_Supplied passage:_
PayPal, Stripe, Patreon, and other similar websites were shutting down the accounts of known white supremacists in opposition to their racist and anti-semitic views, forcing them to look for an alternative.

Income Christopher Cantwell, the infamous white supremacist frequently referenced as the face of the Unite the Right Rally, who began promoting the use of cryptocurrency to accept donations from supporters.

Cantwell has been using Bitcoin since 2013 but has been promoting the use of Monero in more recent months via his website and podcast. Monero is known in the crypto community as a controversial, decentralized currency that promises total anonymity in transactions. The use of Monero is growing in popularity among groups such as the alt-right, as well as members of the criminal underworld, as it allows them to keep their business transactions hidden from the government.

However, according to Lucas Nuzzi, the Director of Technology at Digital Asset Research, an expert in cryptocurrency, it is difficult to tell how much of Monero’s user base is composed of criminals or extremists and said that it is likely small.

“The appeal is that whoever is looking at a given transaction can’t pinpoint who sent and received the money,” Nuzzi said, according to an article published by Newsweek. Nuzzi also noted that while the anonymity is useful for people such as Cantwell, the coin is not user-friendly, and typically require using a more prominent coin as a bridge for conversion.

The need for this bridge creates a point of weakness in Monero’s promise for complete anonymity, according to John Bambenek, a researcher for Cybersecurity and Intelligence group ThreatStop. Bambenek is the author behind the Twitter account @Neonaziwallet, and spends his days tracking the Bitcoin wealth of infamous extremists, most notably Andrew Anglin, the editor of Daily Storm, and  Andrew Anglin, the tech expert from Daily Stormer, which is a well known neo-Nazi website.

_Information shown:_

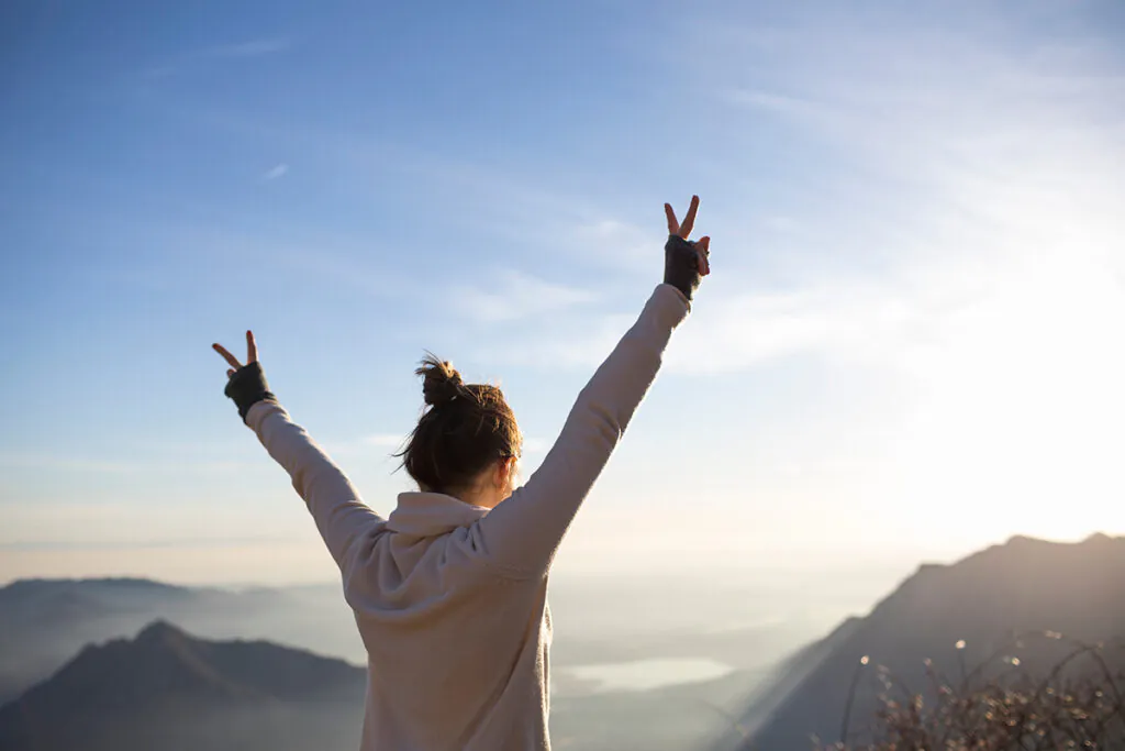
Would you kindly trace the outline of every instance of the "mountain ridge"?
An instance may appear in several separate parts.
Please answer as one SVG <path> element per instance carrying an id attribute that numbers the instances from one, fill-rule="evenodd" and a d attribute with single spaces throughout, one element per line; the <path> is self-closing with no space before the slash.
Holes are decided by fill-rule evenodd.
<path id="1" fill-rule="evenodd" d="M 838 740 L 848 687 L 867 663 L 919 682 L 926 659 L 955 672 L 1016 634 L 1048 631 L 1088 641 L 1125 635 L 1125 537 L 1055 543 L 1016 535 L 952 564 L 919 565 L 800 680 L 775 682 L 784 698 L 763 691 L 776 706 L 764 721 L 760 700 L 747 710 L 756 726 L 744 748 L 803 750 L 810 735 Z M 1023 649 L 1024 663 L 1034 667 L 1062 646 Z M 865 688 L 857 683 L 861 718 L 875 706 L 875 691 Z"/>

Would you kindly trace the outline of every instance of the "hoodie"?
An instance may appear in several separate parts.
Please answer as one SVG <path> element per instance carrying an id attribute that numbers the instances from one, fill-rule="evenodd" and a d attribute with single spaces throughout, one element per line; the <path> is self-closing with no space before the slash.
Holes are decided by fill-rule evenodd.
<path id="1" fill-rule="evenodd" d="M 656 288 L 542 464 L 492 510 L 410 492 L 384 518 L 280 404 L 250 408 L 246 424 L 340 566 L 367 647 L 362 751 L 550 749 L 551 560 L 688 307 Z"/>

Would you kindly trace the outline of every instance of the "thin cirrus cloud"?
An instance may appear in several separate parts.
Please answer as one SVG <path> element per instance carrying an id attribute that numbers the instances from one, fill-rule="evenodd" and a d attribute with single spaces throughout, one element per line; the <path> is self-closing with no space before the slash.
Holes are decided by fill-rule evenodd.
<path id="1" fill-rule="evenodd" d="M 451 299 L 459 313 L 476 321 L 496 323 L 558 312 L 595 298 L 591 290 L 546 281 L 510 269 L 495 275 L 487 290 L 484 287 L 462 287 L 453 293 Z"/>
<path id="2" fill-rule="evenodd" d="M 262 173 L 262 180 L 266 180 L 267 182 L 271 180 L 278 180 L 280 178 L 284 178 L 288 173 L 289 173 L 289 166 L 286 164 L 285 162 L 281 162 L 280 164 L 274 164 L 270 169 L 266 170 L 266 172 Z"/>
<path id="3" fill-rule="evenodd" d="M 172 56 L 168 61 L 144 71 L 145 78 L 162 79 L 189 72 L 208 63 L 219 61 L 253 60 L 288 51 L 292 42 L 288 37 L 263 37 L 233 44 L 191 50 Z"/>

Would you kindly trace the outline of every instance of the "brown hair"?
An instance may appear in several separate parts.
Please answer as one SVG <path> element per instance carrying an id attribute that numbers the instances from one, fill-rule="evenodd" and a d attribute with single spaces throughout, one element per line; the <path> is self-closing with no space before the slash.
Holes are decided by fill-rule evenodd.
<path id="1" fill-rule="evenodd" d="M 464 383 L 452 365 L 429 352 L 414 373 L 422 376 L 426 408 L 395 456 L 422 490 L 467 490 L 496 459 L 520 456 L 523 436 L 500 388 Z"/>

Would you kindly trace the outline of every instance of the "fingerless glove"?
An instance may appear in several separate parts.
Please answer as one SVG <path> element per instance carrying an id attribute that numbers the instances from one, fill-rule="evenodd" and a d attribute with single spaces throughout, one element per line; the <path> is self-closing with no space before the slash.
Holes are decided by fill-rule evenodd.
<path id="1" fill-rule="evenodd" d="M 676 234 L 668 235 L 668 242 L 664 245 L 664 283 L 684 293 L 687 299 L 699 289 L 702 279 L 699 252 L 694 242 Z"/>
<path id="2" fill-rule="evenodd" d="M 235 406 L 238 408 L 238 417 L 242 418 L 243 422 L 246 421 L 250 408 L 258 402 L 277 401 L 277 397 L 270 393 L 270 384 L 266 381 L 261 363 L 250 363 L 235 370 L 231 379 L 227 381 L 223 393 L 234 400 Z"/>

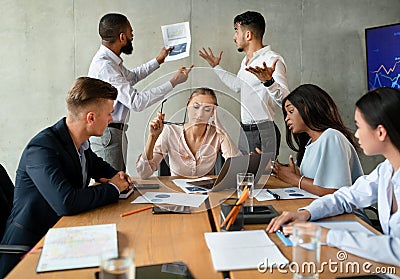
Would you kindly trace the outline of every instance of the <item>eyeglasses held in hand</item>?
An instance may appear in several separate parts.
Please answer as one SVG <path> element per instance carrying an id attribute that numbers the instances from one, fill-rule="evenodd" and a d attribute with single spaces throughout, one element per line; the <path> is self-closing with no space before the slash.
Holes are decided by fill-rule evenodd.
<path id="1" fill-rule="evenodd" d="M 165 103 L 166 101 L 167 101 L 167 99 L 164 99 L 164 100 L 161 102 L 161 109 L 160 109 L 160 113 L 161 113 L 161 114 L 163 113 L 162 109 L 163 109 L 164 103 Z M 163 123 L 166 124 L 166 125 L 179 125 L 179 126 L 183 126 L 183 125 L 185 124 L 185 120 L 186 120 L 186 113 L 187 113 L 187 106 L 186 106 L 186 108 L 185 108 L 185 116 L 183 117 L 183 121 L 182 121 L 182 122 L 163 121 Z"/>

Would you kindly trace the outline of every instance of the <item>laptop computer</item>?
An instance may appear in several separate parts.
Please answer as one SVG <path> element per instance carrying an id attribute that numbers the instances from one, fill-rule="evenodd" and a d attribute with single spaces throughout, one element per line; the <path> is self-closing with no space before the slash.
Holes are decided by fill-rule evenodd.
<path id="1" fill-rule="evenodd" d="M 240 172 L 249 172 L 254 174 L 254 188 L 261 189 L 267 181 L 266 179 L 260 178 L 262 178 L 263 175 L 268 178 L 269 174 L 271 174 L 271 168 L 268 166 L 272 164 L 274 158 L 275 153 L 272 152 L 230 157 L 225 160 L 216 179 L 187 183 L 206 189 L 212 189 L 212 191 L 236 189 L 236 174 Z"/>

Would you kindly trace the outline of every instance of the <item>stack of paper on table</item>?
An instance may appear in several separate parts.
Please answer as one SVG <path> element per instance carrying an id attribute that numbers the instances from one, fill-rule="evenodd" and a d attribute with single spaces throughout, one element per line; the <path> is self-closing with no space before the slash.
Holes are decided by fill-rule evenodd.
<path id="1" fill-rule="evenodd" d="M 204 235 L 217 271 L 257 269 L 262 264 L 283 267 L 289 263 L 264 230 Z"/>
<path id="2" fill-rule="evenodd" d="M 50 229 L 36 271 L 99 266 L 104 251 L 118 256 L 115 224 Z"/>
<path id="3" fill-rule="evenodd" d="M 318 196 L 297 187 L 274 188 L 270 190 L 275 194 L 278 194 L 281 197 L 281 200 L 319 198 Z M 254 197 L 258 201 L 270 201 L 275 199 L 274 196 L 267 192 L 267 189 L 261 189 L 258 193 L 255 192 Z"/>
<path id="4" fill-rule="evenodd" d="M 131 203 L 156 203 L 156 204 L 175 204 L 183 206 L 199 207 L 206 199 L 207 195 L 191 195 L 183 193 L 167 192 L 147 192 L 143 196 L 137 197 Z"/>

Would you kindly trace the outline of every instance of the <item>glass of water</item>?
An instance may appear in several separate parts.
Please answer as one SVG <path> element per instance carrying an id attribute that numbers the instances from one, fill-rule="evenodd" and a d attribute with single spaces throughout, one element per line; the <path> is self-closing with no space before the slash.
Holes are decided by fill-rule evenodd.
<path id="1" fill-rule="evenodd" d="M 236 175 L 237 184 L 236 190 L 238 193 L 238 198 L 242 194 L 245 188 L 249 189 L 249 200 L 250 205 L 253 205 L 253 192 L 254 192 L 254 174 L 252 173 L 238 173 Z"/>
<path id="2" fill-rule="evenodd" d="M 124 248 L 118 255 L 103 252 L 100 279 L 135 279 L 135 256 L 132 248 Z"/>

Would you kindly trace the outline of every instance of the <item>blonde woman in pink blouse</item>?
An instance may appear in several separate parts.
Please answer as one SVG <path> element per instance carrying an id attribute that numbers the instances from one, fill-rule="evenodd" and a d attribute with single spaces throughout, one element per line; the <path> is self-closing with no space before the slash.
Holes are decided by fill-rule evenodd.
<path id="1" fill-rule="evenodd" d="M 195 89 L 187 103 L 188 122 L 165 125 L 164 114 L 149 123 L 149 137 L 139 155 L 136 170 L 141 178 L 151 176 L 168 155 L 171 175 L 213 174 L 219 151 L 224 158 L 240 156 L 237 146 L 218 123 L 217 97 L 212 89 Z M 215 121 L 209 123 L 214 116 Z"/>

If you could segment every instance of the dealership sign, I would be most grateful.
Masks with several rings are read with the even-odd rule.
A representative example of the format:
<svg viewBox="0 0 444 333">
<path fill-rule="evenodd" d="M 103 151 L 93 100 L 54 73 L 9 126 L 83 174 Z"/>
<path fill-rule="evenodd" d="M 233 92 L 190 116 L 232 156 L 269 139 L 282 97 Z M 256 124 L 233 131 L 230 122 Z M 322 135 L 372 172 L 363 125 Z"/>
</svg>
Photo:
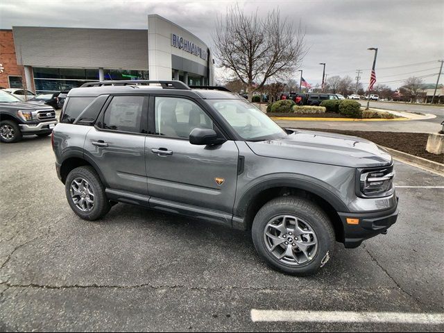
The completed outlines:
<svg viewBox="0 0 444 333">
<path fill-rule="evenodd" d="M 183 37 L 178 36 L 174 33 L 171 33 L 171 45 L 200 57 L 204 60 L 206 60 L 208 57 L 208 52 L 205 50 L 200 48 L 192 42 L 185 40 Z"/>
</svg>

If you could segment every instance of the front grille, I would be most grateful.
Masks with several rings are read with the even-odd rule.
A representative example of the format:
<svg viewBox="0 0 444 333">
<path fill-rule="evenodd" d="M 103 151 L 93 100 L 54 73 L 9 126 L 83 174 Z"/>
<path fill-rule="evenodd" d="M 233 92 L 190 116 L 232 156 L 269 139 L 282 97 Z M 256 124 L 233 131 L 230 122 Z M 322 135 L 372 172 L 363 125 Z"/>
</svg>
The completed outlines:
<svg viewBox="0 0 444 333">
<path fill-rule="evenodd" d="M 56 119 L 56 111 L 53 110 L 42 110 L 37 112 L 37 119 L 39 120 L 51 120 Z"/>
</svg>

_Problems to work on:_
- a) In the cryptocurrency passage, could you rewrite the part starting with "PayPal, Stripe, Patreon, and" and going on through "for an alternative.", replacing "accounts" with "profiles"?
- b) According to the cryptocurrency passage, since what year has Cantwell been using Bitcoin?

_Solution list:_
- a)
PayPal, Stripe, Patreon, and other similar websites were shutting down the profiles of known white supremacists in opposition to their racist and anti-semitic views, forcing them to look for an alternative.

- b) Since 2013.